Document section:

Everyone who works hard all year, carefully budgeting their earnings and saving some, likes to treat themselves to a holiday as a reward. And that is what happens in Traveller's Cheque, an interactive CD-Rom package for pupils aged 14 and over.
Eight months of diligent toil and parsimony are explored by the package, and then the user can fly off to a sun-soaked destination of choice. Users have to keep track of their bank balance with the monthly statements provided. The fixed costs of everyday life - rent, council tax, utilities and food - are lopped off each month. The statements give accurate end-month balances but don't carry these forward from one month to the next.
Work in Traveller's Cheque means participating in a monthly quiz. In return for answering two simple questions, such as recognising the Union Jack or decoding the acronym PIN, users are paid pound;645 net per month. If only every job was so easy!

Entries shown:

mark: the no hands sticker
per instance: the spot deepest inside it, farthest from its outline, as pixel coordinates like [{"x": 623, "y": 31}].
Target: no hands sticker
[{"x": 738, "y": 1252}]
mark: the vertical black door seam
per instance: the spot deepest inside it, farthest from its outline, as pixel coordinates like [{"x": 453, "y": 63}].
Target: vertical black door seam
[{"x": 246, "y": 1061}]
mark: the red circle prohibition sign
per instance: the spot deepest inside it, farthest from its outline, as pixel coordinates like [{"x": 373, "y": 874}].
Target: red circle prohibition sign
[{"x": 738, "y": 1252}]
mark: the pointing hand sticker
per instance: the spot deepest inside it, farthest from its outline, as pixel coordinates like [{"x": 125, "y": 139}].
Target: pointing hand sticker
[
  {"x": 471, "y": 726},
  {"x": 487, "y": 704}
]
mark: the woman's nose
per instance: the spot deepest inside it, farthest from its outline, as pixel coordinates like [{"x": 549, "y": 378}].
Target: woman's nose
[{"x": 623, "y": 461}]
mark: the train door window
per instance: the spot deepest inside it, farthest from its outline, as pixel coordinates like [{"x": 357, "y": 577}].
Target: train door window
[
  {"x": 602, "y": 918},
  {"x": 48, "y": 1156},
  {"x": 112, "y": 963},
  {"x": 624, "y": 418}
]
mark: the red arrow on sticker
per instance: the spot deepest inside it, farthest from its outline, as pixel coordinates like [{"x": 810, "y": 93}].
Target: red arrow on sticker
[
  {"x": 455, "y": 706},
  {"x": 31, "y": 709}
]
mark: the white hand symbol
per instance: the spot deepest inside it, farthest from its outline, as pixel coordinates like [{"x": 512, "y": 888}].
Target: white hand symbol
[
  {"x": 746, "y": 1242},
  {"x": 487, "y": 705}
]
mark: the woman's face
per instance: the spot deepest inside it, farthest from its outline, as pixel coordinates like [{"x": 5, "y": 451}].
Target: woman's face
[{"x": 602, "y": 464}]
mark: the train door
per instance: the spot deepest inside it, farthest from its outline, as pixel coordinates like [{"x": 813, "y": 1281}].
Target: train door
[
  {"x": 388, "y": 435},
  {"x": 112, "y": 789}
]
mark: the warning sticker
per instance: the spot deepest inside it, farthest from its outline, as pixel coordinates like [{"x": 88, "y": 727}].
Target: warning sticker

Required task:
Extract everything in the Traveller's Cheque text from "Work in Traveller's" down to "was so easy!". The entries have nothing to do with the Traveller's Cheque text.

Full solution:
Work in Traveller's Cheque means participating in a monthly quiz. In return for answering two simple questions, such as recognising the Union Jack or decoding the acronym PIN, users are paid pound;645 net per month. If only every job was so easy!